**Consegna**
Traduci in inglese questa frase del testo: «Stava accovacciata su una pietra a cavallo tra prati ed asfalto.»

**Testo del documento**
==============================
"La vita è un viaggio e viaggiare è vivere due volte"
Omar Khayyam

giovedì 15 marzo 2012

Ode ai pastori



Dedicato a chi pensa molto-troppo

"Si ode spesso taluni asserire di avere in mente molti e importanti pensieri, ma di non riuscire a esprimerli. In verità, se li avessero davvero, li avrebbero coniati in tante belle parole sonanti, e perciò espressi. Se, nell’atto di esprimerli, quei pensieri sembrano dileguarsi o si riducono scarsi e poveri, gli è che o non esistevano o erano soltanto scarsi e poveri” (Benedetto Croce)

Oggi ho visto una donna. Stava accovacciata su una pietra a cavallo tra prati ed asfalto.

L'ho guardata bene, perchè l'autobus andava pianissimo giacchè la strada non poteva essere propriamente chiamata tale e, si sa, il riguardo per gli ammortizzatori è un investimento sul futuro.

Aveva un fazzoletto in testa, il gilè moda-turca-over40 in lana cotta, un filo d'erba tra i denti e i pantaloni alla turca come i miei, solo che io li ho comprati in Salento e li indosso per casa e al mare, lei invece ci pascolava le capre.

Due per la precisione, che mi hanno guardata con la faccia un pò scema, come tutte le capre.

Io le ho salutate (le capre), perchè si dice che se fai così ti arriveranno dei soldi e di 'sti tempi non si sa mai.

Dopo il saluto mi sono persa in una vagonata di pensieri che non potrei riportare fedelmente per l'ammontare indicibile di fesserie la cui punta d'iceberg supera di sicuro la soglia di saturazione dei miei ricordi.

Pensieri su una signorina che stava lì, alle 8 del mattino, a guardare le sue pecore, placida, esattamente come le avevo guardate io.

La differenza sta nel fatto che io ero lì perchè stanotte ho dormito 4 ore e, dopo essermi versata addosso di buon mattino 3 volte di fila il caffèlatte, sono andata a prendere l'autobus sbagliato che invece di portarmi all'ospedale universitario ha deviato verso l'aperta campagna;
lei stava lì perchè probabilmente ci sta tutti i giorni, senza nessun caffèlatte pianto e versato e svegliarsi alle sei forse non le pesa.

Allora ho iniziato a fantasticare, perchè nel tornare indietro per raggiungere la meta iniziale, posta nel reparto di Ortopedia dell'ospedale, mi ci è voluta almeno un'ora.
==============================
**Dati disponibili**
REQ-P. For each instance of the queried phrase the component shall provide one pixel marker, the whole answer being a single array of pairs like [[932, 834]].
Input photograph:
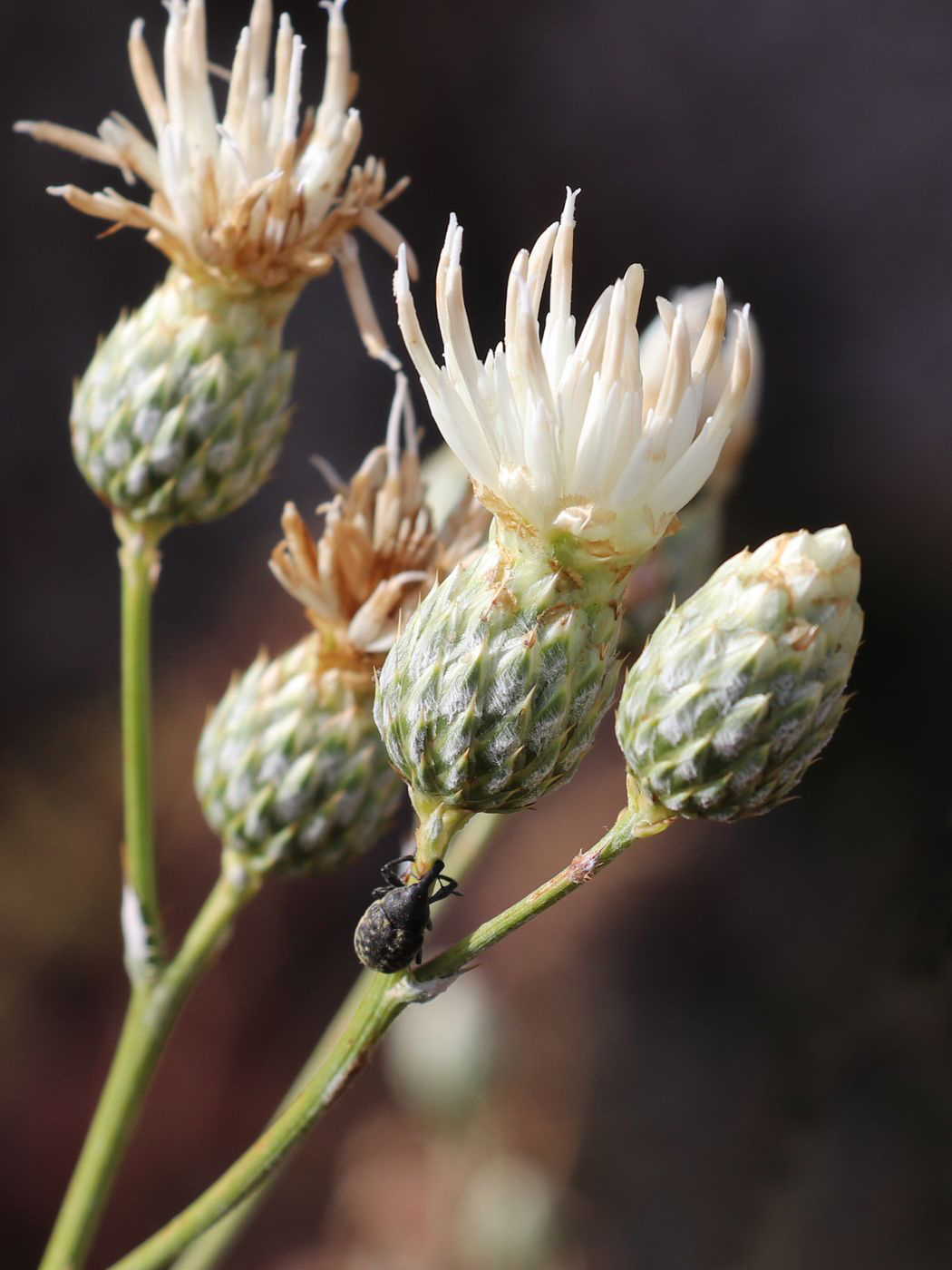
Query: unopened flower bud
[[291, 771], [491, 695], [183, 409], [289, 768], [441, 1060], [742, 686]]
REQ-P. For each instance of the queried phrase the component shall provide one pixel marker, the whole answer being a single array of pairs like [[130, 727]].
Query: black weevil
[[390, 933]]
==============================
**Soluzione**
She was crouching on a stone on the boundary between meadows and asphalt.